** 抜粋本文 **

***

2006年5月9日(火)「しんぶん赤旗」
乱脈同和行政にメス
「解同」支部長を逮捕
大阪市開発公社管理委託の駐車場 収益の一部着服
大阪市の外郭団体「大阪市開発公社」から管理委託されていた駐車場の収益の一部を着服していたとして、大阪府警捜査二課などは八日、業務上横領の疑いで、財団法人飛鳥会(同市東淀川区)の理事長小西邦彦容疑者(72)を逮捕しました。
小西容疑者は、「解同」(部落解放同盟)飛鳥支部(同市東淀川区)の支部長も務めています。また、三菱東京UFJ銀行淡路支店の行員(42)も現金の移し替えに関与したとして、業務上横領のほう助の疑いで逮捕しました。

***

** データ部分 **

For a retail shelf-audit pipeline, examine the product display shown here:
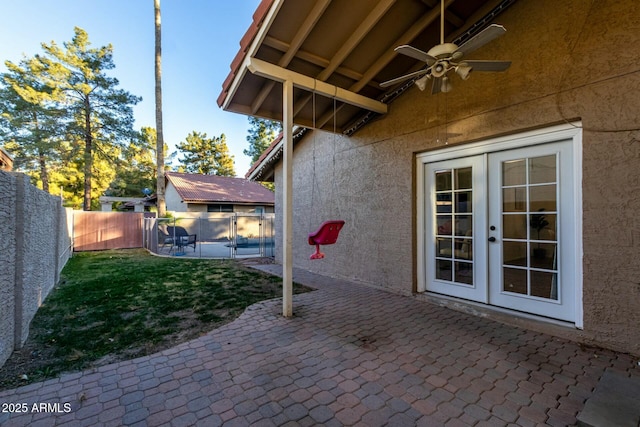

***

** やること **
上の駐車場収益着服の記事から、「2006年5月9日(火)「しんぶん赤旗」」で始まり「ほう助の疑いで逮捕しました。」で終わる部分を一字も変えずに書き写すこと。

** 解答 **
2006年5月9日(火)「しんぶん赤旗」
乱脈同和行政にメス
「解同」支部長を逮捕
大阪市開発公社管理委託の駐車場 収益の一部着服
大阪市の外郭団体「大阪市開発公社」から管理委託されていた駐車場の収益の一部を着服していたとして、大阪府警捜査二課などは八日、業務上横領の疑いで、財団法人飛鳥会(同市東淀川区)の理事長小西邦彦容疑者(72)を逮捕しました。
小西容疑者は、「解同」(部落解放同盟)飛鳥支部(同市東淀川区)の支部長も務めています。また、三菱東京UFJ銀行淡路支店の行員(42)も現金の移し替えに関与したとして、業務上横領のほう助の疑いで逮捕しました。